WORK TO DO:
a: In the forum thread below about reinstalling Windows on a laptop with no CD drive, rewrite the paragraph that begins "Loaded windows onto a USB Flash drive" as a short list that keeps its main facts.
b: Extend the forum thread below about reinstalling Windows on a laptop with no CD drive, picking up right after its last sentence.

# START OF SUPPLIED PASSAGE

# Installing Windows.. (No CD-Rom, No Floppy, No LAN...)



## Artimus (Apr 27, 2007)

Got a Toshiba Toughbook... and i need to reinstall Windows XP.

Problem is, the lan installation is not working...
Theres no built in CD-ROM, and no Floppy..

I got no idea how to reinstall windows on this thing.

My only hope is that it can boot to USB.. However, i dont have a USB CDROM. So far ive tried the following things;

Loaded windows onto a USB Flash drive.. Didnt boot to it.
Put windows on an external hard drive... didnt boot to it.
Bought an IDE to USB converter, plugged it into my CDROM... didnt boot to it.


I think its because all of these things required software to work.. and i cant install any software on the laptop... due to the fact theres no cdrom, or floppy or anything.

Suggestions are welcome, im willing to try anything (even give LAN installation another try if someone has a link to a good guide on doing it).


----------



## Wakili (Apr 27, 2007)

man i hate to break it to you but there is no way that you could install that thing with no cdrom e.t.c

The advice is that go get your self a usb cdrom and use it.

wakil


----------



## Artimus (Apr 27, 2007)

Im willing to buy a USB CD ROM if i can find one...

All the retailers near me claim that they dont manufacture them any more..

# END OF SUPPLIED PASSAGE
# START OF DATASET

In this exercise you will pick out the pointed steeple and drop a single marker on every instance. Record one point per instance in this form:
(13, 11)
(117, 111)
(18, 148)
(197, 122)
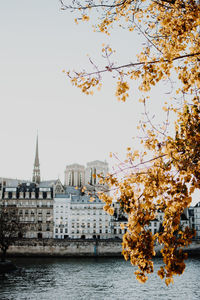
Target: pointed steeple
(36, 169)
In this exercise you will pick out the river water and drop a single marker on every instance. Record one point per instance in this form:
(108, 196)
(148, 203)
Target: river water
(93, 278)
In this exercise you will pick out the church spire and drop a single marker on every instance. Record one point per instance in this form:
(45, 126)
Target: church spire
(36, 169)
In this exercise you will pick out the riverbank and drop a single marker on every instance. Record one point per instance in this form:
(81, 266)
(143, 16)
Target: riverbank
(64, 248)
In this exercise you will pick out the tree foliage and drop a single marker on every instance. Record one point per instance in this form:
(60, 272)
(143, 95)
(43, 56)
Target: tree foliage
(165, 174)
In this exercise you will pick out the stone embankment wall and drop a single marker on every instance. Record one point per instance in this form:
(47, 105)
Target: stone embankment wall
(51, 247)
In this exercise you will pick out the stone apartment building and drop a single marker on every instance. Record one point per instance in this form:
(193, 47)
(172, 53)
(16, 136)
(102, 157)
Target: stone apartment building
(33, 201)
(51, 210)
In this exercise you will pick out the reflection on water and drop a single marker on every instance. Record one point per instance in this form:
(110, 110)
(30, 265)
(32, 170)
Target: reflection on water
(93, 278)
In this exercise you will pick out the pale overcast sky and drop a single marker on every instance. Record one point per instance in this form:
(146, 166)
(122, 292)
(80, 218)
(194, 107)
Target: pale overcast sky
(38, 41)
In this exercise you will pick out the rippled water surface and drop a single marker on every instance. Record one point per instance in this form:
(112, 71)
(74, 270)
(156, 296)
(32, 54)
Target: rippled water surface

# END OF DATASET
# START OF DATASET

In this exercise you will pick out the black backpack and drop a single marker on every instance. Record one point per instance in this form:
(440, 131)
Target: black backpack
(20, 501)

# END OF DATASET
# START OF DATASET

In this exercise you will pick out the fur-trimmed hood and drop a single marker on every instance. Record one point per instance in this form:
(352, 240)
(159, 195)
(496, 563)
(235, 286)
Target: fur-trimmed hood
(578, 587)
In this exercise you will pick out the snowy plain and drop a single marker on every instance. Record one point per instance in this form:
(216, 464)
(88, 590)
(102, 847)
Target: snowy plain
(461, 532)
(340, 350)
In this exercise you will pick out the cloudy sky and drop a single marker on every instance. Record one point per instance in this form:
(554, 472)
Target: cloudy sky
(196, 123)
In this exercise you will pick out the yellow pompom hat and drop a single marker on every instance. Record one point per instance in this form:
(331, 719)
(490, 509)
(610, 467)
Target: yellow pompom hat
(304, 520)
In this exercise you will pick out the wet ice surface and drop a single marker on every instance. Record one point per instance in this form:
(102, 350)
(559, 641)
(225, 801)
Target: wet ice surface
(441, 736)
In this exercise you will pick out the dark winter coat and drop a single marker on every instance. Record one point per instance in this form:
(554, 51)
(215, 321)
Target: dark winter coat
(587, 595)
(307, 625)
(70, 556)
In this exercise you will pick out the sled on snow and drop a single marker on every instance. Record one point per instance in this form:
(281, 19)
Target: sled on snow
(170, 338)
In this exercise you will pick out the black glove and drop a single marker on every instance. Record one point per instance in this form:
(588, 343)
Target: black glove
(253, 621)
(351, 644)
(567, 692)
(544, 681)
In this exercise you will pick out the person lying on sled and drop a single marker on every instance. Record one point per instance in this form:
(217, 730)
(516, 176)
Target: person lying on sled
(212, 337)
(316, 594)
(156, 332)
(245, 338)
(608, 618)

# END OF DATASET

RESPONSES PER TASK:
a:
- Windows copied to a USB flash drive: the laptop wouldn't boot from it.
- Windows put on an external hard drive: the laptop wouldn't boot from it.
- A CD drive connected through a newly bought IDE-to-USB converter: the laptop wouldn't boot from it.

b:
Theres some on eBAY... but, which one do i get? Theres some that say USB CDROM... but.. they come with CD Software.. so i cant install it..

2 or 3 said "Plug-n-Play".. does that mean i dont need software, and can boot to it before windows loads... or does it mean i have to get into windows and install it before i can reboot and boot into the cdrom?

I scored the laptop really cheap because the windows is screwed and the other guy gave up on it.. i dont mind buying stuff to get it to work.


----------



## Wakili (Apr 27, 2007)

Exactly...........




__________________________________________
*Pc's are not bad but users are bad ones:4-thatsba *


----------



## Girderman (Oct 22, 2006)

I'm real weak on laptops, but really like the idea of scoring a cheap laptop because the previous owner lacked the expertise and the motivation to make it work. So you have my help, for what it's worth.

Here's the deal. No floppy, no CD, no DVD well that just sounds WRONG. I can't imagine a laptop of none of these. Part of me says "prove it".

So prove it. Post a manufacturers spec sheet that says you got none of those and then I'll believe it. How else are you supposed to transfer data in or out.

Second, you need to know with some level of certainty that the device is even capable of booting via USB (some cannot). Run through all the BIOS settings and see if you can find one (or more) that indicate if it can or not. Failing that, go to manufacturer and see if you can find out on a "feature" list for the model that booting via USB is (or is not) an option. Post the exact model number here and maybe someone else can help find out for sure.

On the issue of what to boot WITH, I would put trying to boot via LAN at the bottom of the list of options. Many people have external USB CD Devices now, and you might be able to borrow one to use but see, here's the problem.

Even with a bootable device, unless you are certain the laptop will boot via USB you'll be wasting time (or worse money if you buy one).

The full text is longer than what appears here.